▸ Exercise aim
Among the lines below, keep only those from the one containing "Sample output: [[581, 169]]" through the one containing "Sample output: [[84, 365]]", and reproduce them exactly.

[Material for the task Boundary: Start]

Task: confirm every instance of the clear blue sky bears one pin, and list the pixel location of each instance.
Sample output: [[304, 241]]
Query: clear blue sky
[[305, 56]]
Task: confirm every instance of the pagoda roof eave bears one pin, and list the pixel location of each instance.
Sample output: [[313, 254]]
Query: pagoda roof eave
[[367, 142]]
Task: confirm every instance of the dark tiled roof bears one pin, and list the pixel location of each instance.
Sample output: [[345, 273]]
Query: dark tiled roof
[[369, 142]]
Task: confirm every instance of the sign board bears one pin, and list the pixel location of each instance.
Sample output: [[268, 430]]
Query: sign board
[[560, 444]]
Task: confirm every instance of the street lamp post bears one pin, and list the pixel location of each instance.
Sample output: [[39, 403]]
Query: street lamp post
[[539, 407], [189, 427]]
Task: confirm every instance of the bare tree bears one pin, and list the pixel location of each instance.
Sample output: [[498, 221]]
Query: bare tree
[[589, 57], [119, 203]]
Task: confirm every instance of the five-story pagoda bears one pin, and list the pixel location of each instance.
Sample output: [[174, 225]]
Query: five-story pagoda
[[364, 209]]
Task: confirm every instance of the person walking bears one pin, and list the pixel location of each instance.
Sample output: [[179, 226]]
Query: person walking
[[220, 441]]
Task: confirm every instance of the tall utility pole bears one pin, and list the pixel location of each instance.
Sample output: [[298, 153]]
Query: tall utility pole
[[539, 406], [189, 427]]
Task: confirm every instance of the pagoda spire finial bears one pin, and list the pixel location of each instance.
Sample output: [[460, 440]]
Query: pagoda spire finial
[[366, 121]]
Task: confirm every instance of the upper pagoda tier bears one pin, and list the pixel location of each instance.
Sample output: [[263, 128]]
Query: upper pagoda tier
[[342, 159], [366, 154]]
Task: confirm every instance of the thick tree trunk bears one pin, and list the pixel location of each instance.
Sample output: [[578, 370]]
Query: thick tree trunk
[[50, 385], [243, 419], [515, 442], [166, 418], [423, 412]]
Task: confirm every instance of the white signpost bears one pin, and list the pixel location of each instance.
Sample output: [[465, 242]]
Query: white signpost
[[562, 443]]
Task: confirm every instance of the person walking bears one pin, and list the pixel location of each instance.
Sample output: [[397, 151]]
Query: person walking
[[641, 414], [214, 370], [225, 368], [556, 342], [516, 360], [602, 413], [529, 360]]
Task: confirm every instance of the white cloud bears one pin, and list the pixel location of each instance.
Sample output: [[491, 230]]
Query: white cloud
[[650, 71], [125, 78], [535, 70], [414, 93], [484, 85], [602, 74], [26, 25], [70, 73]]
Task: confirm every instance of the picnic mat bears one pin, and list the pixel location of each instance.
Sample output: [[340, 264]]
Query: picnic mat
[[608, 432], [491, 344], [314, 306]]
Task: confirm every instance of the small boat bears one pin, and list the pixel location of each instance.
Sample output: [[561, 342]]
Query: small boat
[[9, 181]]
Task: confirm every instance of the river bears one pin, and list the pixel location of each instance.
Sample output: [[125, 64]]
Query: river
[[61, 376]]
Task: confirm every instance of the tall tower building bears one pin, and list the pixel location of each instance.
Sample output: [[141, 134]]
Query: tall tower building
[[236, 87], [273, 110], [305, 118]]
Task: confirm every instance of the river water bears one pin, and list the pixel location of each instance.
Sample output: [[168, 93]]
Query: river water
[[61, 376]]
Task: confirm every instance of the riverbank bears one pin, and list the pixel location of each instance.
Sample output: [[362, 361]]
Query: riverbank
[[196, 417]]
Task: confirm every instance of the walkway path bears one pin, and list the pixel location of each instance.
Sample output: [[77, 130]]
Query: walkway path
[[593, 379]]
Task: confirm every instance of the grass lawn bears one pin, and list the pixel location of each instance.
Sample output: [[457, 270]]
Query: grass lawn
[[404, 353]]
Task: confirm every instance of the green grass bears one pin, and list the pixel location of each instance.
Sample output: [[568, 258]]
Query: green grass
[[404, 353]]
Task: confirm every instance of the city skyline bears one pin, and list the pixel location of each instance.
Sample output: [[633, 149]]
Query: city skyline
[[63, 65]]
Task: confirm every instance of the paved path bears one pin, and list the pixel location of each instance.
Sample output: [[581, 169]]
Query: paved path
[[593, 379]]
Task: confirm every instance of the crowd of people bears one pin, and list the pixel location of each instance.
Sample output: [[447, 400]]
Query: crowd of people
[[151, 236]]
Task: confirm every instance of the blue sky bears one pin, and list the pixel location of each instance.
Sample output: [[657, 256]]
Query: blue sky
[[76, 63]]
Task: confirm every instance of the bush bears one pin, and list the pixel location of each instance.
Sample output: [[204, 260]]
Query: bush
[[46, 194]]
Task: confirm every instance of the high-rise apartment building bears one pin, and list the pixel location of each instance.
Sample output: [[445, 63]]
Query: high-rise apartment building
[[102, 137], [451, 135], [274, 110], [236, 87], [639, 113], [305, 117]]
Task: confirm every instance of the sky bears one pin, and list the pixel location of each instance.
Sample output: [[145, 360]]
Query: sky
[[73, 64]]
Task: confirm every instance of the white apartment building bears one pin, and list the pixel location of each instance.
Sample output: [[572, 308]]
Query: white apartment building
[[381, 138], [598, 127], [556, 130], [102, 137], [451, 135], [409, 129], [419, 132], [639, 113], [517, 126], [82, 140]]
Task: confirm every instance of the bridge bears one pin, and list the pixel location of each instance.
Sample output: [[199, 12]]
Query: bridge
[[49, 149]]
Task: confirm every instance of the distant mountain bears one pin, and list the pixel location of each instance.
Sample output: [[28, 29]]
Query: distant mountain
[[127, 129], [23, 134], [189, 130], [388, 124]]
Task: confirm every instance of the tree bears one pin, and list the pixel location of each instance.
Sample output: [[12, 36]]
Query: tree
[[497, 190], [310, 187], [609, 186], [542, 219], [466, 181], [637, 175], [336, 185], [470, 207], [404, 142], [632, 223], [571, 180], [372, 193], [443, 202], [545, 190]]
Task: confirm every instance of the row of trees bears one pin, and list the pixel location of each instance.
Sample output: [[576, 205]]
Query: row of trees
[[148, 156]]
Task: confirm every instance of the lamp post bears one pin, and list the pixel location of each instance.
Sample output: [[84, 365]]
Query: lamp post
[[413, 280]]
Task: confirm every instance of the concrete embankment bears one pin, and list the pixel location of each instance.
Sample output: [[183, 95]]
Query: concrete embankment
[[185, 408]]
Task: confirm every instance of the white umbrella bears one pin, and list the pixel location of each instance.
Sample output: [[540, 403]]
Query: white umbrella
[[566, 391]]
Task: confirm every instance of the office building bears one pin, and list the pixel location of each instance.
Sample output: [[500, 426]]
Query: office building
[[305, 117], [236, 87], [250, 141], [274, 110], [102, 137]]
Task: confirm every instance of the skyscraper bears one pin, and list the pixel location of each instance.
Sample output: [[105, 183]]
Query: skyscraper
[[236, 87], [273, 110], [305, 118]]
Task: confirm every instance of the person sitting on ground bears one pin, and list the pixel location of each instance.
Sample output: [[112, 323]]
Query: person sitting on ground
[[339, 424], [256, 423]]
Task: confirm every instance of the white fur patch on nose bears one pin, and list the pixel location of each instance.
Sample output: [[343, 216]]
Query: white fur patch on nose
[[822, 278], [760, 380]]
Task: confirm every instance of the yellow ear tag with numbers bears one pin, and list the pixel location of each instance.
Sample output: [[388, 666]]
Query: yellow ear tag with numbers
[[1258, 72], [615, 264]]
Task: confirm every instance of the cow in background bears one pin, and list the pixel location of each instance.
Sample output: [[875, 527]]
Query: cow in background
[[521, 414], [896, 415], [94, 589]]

[Material for the task Boundary: End]

▸ Finished task
Sample output: [[581, 169]]
Query: paved path
[[593, 379]]
Task: confirm every instance of the crowd of people bears one pin, and list the pixel location of each instance.
Sample output: [[447, 400]]
Query: crowd of people
[[151, 236]]
Task: confirm every instance of the blue sky bears one pin, and list the pixel location of each instance.
Sample output: [[657, 256]]
Query: blue sky
[[76, 63]]
Task: confirm every instance of the bush bears one pin, and list the pixel location of each instance.
Sample output: [[204, 260]]
Query: bush
[[46, 194]]
Task: confirm every instance of the high-rise apartment building bears one pin, and list the pixel location of each instance.
Sample output: [[445, 63]]
Query: high-rise apartment building
[[102, 137], [451, 135], [274, 110], [236, 87], [639, 113], [305, 117]]
Task: confirm every instance of the sky bears one pin, and list the pixel location of each instance.
Sample output: [[145, 360]]
Query: sky
[[73, 64]]
Task: confirm every instance of the white apartment building bears one pin, and list the pixel location of each instance.
Sample output: [[572, 308]]
Query: white apartment building
[[381, 138], [598, 127], [556, 130], [102, 137], [451, 135], [409, 129], [419, 132], [639, 113], [517, 126], [82, 140]]
Task: confirm every instance of the bridge bears one pin, and list the pixel location of each instance.
Sample output: [[199, 12]]
Query: bridge
[[49, 149]]
Task: confirm every instance of the distant mountain bears one pin, and list the pixel location of each instance.
Sample output: [[28, 29]]
Query: distant mountain
[[127, 129], [23, 134], [189, 130], [388, 124]]
Task: confirm every instance of the tree bears one pin, and list the pixel location of each instance.
Sample output: [[12, 36]]
Query: tree
[[497, 190], [310, 187], [609, 186], [542, 219], [466, 181], [637, 175], [336, 185], [470, 207], [404, 142], [632, 223], [571, 180], [372, 193], [443, 202], [545, 190]]
Task: confirm every instance of the row of trees bears one pin, and list the pixel location of each instance.
Sample output: [[576, 205]]
Query: row of trees
[[148, 156]]
Task: confirm every instance of the lamp post bears one pin, and list the pixel location of each instance.
Sample output: [[84, 365]]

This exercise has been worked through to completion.